>> start DATA SUPPLIED

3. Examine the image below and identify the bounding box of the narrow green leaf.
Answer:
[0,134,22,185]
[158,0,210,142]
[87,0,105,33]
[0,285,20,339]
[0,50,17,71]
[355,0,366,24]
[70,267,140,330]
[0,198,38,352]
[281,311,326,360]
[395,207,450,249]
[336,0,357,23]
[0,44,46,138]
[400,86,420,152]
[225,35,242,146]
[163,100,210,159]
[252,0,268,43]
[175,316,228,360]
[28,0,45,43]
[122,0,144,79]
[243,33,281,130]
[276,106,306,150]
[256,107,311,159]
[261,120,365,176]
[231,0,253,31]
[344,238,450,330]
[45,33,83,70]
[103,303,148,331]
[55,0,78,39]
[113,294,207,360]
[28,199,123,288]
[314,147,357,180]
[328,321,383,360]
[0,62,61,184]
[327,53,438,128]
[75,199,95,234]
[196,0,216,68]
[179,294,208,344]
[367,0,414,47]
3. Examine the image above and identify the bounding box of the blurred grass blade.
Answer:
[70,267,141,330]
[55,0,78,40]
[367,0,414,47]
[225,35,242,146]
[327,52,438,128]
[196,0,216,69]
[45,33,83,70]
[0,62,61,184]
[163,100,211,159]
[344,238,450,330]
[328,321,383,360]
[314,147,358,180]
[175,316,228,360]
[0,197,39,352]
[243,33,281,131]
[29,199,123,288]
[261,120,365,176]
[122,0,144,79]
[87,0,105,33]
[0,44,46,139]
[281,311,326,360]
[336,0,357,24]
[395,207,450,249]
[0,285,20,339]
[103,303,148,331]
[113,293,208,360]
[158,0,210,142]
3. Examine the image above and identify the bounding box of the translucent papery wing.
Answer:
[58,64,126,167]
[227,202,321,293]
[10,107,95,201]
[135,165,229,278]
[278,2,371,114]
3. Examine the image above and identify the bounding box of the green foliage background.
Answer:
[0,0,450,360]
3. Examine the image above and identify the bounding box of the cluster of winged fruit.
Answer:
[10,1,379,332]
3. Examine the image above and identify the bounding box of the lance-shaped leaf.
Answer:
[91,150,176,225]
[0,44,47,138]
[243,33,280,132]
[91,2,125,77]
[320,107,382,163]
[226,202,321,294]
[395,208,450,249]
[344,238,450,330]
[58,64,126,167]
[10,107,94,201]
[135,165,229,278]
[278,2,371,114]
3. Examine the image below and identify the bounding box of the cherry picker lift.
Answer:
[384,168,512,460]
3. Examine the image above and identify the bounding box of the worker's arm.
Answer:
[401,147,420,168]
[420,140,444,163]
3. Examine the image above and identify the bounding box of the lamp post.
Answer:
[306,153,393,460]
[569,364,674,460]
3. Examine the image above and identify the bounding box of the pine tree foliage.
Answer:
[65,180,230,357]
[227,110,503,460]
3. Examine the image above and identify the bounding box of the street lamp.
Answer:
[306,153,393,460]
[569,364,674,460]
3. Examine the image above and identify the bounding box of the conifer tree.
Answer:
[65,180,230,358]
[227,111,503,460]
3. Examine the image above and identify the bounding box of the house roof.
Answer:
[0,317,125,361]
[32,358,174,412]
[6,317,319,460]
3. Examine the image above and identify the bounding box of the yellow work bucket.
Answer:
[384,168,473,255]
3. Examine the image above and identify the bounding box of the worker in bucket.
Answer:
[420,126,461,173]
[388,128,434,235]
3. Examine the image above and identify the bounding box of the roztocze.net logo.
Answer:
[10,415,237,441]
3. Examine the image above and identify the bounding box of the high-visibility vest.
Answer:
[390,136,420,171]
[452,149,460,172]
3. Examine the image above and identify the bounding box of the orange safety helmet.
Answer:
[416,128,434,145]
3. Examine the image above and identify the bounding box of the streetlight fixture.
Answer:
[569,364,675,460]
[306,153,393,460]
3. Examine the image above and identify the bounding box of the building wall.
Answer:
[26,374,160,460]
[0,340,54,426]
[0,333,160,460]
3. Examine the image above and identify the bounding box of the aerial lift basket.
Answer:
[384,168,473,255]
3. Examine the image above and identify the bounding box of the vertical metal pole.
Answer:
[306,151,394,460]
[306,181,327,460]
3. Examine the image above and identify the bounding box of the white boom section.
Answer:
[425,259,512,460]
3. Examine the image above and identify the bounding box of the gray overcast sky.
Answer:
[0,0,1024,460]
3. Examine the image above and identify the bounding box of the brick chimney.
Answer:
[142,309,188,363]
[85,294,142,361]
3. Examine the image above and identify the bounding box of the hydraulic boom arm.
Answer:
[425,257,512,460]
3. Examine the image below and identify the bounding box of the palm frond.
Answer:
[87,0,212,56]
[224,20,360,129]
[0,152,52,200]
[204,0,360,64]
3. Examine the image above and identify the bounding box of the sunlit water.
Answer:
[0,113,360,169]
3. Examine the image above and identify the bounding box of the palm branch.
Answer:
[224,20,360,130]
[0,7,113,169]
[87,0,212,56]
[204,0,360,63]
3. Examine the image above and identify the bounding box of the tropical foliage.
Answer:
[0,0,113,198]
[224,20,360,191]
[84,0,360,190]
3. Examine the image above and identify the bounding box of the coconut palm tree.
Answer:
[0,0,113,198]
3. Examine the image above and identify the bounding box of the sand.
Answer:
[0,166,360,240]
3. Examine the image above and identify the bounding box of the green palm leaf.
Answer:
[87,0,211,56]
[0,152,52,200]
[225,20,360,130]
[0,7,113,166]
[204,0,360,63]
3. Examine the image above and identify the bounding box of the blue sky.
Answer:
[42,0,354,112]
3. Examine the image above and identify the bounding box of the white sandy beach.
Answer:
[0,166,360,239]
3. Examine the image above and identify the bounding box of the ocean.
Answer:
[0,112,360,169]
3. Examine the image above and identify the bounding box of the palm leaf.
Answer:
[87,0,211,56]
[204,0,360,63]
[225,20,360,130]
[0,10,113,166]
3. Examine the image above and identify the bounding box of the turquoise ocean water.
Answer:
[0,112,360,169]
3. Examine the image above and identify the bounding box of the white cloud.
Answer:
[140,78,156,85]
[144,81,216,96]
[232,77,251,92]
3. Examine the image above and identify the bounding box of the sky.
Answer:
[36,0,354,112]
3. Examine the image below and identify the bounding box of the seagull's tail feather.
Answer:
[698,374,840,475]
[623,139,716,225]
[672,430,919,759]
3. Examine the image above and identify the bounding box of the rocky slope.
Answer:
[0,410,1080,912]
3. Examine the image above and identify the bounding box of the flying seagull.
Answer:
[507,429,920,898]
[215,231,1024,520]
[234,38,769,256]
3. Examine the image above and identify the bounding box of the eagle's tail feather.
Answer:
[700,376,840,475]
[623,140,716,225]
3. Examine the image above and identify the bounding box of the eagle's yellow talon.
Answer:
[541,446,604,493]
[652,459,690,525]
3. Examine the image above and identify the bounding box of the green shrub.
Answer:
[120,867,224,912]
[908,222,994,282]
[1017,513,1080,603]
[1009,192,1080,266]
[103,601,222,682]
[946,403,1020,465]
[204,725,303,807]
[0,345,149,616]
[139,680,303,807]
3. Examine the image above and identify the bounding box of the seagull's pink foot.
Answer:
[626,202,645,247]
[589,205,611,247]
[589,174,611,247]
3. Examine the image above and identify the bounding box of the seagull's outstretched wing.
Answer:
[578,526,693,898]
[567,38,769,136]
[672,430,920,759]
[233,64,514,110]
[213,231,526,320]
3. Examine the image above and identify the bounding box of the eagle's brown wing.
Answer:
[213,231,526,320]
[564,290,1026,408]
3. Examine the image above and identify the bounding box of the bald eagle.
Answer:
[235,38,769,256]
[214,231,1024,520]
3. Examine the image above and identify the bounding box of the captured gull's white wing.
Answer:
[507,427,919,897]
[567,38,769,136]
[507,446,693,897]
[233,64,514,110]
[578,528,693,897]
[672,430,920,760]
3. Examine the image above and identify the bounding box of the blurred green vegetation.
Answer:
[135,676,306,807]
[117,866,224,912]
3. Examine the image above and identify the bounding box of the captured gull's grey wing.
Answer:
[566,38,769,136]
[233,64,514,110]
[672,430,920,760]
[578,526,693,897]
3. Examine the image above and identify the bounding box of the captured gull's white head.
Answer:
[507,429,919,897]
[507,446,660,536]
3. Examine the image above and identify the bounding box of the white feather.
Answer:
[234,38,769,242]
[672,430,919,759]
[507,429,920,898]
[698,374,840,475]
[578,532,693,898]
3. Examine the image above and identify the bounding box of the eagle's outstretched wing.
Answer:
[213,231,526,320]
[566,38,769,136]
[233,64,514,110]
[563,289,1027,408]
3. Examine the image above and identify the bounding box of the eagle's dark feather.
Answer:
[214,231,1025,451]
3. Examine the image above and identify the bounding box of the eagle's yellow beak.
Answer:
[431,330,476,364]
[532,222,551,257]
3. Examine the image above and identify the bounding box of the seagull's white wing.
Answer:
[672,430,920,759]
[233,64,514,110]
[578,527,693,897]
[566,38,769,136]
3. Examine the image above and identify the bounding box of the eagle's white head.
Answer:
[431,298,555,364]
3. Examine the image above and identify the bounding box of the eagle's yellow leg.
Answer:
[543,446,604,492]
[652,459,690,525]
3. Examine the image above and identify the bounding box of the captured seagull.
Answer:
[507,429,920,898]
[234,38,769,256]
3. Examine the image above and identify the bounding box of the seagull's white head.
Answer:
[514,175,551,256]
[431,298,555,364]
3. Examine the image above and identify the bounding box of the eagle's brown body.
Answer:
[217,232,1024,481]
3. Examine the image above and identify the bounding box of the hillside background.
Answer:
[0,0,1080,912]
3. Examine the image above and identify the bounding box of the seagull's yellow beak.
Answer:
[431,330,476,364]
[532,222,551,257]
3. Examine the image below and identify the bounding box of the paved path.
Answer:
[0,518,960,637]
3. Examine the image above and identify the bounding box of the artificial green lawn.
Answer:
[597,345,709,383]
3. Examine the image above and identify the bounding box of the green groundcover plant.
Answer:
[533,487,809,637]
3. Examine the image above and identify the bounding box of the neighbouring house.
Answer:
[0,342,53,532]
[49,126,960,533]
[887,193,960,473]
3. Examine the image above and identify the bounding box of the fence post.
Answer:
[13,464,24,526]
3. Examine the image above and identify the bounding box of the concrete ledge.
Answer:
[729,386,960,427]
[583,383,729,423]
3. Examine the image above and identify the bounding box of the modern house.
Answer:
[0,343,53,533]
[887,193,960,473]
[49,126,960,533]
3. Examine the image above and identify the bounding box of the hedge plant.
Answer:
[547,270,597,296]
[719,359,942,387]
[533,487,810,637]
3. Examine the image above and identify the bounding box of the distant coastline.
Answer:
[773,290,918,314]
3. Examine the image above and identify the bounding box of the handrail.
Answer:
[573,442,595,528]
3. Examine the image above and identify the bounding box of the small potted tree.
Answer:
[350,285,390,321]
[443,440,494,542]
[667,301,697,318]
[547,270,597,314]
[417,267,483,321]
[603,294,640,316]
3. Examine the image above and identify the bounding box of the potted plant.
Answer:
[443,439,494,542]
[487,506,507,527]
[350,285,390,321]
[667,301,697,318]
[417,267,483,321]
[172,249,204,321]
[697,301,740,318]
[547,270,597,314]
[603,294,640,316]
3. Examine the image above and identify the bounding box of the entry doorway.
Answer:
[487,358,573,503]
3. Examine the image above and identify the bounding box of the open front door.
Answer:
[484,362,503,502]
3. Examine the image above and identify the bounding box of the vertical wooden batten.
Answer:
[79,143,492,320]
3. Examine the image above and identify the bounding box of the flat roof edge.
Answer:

>> end DATA SUPPLIED

§ **WHAT IS EXPECTED**
Reproduce word for word the stretch of the material above, from the line containing "yellow work bucket." through the line containing "[0,333,160,460]", including both of those lines.

§ **TASK ANSWER**
3. Examine the image above and identify the bounding box of the yellow work bucket.
Answer:
[384,168,473,255]
3. Examine the image above and identify the bounding box of the worker in bucket.
Answer:
[420,126,461,173]
[388,128,434,235]
3. Examine the image above and identify the bounding box of the roztocze.net logo.
Answer:
[10,415,237,441]
3. Examine the image above and identify the bounding box of the high-visibility vest.
Answer:
[390,136,420,171]
[452,149,460,172]
3. Examine the image above and identify the bounding box of the orange safety helmet.
Answer:
[416,128,434,145]
3. Examine the image above and identify the bounding box of the streetlight fixture.
Answer:
[569,364,675,460]
[306,153,393,460]
3. Examine the image above and identify the bounding box of the building wall.
Answer:
[26,374,160,460]
[0,340,54,426]
[0,333,160,460]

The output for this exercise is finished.